• _INSTRUCTIONS TO FOLLOW_:
In the lines from the start through the line containing "x=229 y=204", switch "pixel coordinates" to "image coordinates" and leave everything else as it is. Give back only those lines.

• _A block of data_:
Start
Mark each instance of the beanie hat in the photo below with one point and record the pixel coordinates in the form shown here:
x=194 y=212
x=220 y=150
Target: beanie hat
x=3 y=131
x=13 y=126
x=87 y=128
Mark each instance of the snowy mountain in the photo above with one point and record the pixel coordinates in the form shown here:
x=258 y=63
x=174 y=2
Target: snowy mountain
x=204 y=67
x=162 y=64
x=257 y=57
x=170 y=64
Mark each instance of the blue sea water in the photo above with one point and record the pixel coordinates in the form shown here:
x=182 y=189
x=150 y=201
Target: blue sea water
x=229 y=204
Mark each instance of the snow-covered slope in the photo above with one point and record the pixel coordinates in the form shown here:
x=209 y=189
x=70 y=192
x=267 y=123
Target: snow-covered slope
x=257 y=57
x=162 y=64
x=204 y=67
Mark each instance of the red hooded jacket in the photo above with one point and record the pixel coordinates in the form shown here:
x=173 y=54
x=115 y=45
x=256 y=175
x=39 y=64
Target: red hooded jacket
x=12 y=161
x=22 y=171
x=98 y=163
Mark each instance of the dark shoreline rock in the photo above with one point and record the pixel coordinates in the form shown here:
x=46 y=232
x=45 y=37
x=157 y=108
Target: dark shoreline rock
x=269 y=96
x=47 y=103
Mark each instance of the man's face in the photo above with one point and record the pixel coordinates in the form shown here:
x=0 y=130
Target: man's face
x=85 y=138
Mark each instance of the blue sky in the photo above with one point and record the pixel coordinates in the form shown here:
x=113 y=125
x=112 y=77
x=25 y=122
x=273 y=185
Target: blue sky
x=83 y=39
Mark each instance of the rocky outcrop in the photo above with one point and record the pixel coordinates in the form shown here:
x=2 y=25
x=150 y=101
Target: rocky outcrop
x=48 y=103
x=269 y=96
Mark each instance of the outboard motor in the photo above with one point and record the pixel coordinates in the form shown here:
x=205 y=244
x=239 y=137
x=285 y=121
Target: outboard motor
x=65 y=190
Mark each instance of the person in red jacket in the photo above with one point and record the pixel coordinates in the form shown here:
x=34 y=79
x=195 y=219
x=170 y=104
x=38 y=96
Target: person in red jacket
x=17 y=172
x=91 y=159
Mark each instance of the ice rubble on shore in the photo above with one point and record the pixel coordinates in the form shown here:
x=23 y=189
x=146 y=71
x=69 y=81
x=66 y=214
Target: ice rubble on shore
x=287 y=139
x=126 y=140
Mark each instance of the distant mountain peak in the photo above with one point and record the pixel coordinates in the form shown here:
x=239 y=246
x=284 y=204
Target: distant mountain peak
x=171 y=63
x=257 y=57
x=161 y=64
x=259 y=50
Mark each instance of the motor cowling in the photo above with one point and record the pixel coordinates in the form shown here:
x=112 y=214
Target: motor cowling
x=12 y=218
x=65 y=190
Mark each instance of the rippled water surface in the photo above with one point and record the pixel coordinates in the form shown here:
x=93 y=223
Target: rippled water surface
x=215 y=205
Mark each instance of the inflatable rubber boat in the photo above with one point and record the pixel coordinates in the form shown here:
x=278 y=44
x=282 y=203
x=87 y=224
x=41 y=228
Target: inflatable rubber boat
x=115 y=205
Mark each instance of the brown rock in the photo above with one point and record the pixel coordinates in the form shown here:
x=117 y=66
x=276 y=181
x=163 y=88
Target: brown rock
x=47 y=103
End
• _COMPLETE ANSWER_:
Mark each instance of the beanie hat in the photo below with one point and record the image coordinates in the form shown here:
x=194 y=212
x=220 y=150
Target: beanie hat
x=3 y=131
x=13 y=126
x=87 y=128
Mark each instance of the snowy mountain in the photo above with one point and record the image coordinates in the form shown here:
x=258 y=63
x=174 y=2
Target: snowy mountain
x=204 y=67
x=162 y=64
x=257 y=57
x=170 y=64
Mark each instance of the blue sea water in the photo above with one point and record the image coordinates in the form shown here:
x=182 y=189
x=150 y=201
Target: blue sea water
x=229 y=204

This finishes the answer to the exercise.